▸ **REQUEST**
Format every line of the entries below as a JSON list of strings, one string per line, leaving out any blank lines.

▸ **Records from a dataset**
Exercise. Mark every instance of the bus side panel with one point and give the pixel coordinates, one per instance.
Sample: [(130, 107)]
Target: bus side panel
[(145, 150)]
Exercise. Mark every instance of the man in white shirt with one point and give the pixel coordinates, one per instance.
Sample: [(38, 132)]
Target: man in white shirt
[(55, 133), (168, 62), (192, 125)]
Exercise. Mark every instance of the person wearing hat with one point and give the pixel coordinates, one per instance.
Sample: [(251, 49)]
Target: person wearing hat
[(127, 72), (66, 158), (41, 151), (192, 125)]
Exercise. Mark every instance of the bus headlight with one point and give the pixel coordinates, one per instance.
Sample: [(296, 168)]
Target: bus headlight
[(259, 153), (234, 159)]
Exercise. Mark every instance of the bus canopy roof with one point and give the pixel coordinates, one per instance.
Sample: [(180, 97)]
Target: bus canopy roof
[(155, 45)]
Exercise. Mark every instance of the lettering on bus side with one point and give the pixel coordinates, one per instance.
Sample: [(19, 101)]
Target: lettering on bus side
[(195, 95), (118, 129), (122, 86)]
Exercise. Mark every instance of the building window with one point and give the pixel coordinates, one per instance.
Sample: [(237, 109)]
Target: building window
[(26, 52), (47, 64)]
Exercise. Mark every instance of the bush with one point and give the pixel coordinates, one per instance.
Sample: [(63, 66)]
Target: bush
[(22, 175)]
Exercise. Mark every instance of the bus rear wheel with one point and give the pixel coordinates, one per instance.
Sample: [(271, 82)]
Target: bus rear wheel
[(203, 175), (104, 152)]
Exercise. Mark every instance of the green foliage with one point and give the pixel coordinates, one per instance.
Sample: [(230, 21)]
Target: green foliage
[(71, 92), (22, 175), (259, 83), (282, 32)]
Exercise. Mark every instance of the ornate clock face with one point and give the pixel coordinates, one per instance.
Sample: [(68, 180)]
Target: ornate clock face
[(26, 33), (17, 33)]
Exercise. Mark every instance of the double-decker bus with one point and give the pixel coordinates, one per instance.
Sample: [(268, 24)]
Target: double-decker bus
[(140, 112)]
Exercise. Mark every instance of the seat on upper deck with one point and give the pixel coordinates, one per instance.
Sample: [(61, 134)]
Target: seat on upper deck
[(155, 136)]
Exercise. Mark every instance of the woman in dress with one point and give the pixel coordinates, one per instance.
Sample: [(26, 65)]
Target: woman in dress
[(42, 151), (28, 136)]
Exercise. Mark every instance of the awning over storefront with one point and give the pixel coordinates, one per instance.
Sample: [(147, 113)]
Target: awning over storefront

▸ **REPLY TO THE TASK**
[
  "Exercise. Mark every instance of the bus side panel with one point and give the pixel coordinates, one per instance.",
  "Sample: [(130, 107)]",
  "Target: bus side panel",
  "[(145, 150)]",
  "Exercise. Mark every instance of the man in white shirt with one point and give the pixel coordinates, one per instance.",
  "Sample: [(38, 132)]",
  "Target: man in white shirt",
  "[(55, 133), (168, 62), (192, 125)]",
  "Exercise. Mark every instance of the person wearing hat with one point and give the pixel coordinates, one per instance.",
  "Sample: [(251, 49)]",
  "Target: person wearing hat",
  "[(127, 72), (66, 158), (41, 151), (192, 125)]",
  "Exercise. Mark every instance of the bus headlight with one point and give the pixel coordinates, one per instance.",
  "Sample: [(296, 168)]",
  "Target: bus headlight",
  "[(259, 153), (234, 159)]",
  "Exercise. Mark every instance of the bus canopy roof with one point and give the pixel coordinates, one per instance.",
  "Sample: [(180, 97)]",
  "Target: bus canopy roof",
  "[(155, 45)]",
  "Exercise. Mark every instance of the lettering on bus side with one point and give the pixel coordinates, one per instance.",
  "Sample: [(19, 101)]",
  "Target: lettering on bus side",
  "[(195, 95), (118, 129), (122, 86)]",
  "Exercise. Mark every instance of the building window with one point and give the pixel coordinates, one per instance.",
  "Sample: [(237, 109)]",
  "Target: building window",
  "[(26, 52), (47, 64)]",
  "Exercise. Mark every instance of the bush with one point and give the pixel coordinates, one per instance.",
  "Sample: [(63, 66)]",
  "Target: bush",
  "[(22, 175)]",
  "Exercise. Mark every instance of the bus rear wheel with one point and give the pixel coordinates, one per instance.",
  "Sample: [(271, 82)]",
  "Target: bus rear wheel",
  "[(203, 175), (104, 152)]",
  "Exercise. Mark every instance of the green foliage with one point and give the pixel coordinates, one per instance.",
  "Sample: [(230, 21)]",
  "Target: green foliage",
  "[(71, 92), (22, 175), (259, 83), (282, 32)]",
  "Exercise. Mark every instance of the ornate clock face with one point and give the pixel coordinates, one per instance.",
  "Sample: [(68, 180)]",
  "Target: ornate clock face",
  "[(26, 33), (17, 33)]",
  "Exercise. Mark every instance of the double-decker bus with one point and give the pixel coordinates, one per instance.",
  "Sample: [(268, 24)]",
  "Target: double-decker bus",
  "[(140, 112)]",
  "Exercise. Mark every instance of the seat on upper deck with one point and give the pixel coordinates, one per instance.",
  "Sample: [(61, 134)]",
  "Target: seat on upper deck",
  "[(155, 136)]",
  "Exercise. Mark every instance of the woman in dress with one point and give the pixel coordinates, one per instance.",
  "Sample: [(26, 65)]",
  "Target: woman in dress",
  "[(42, 151), (28, 136)]",
  "Exercise. Mark every instance of the awning over storefront with one point and give the pixel coordinates, one per instance.",
  "Sample: [(147, 113)]",
  "Target: awning over storefront"
]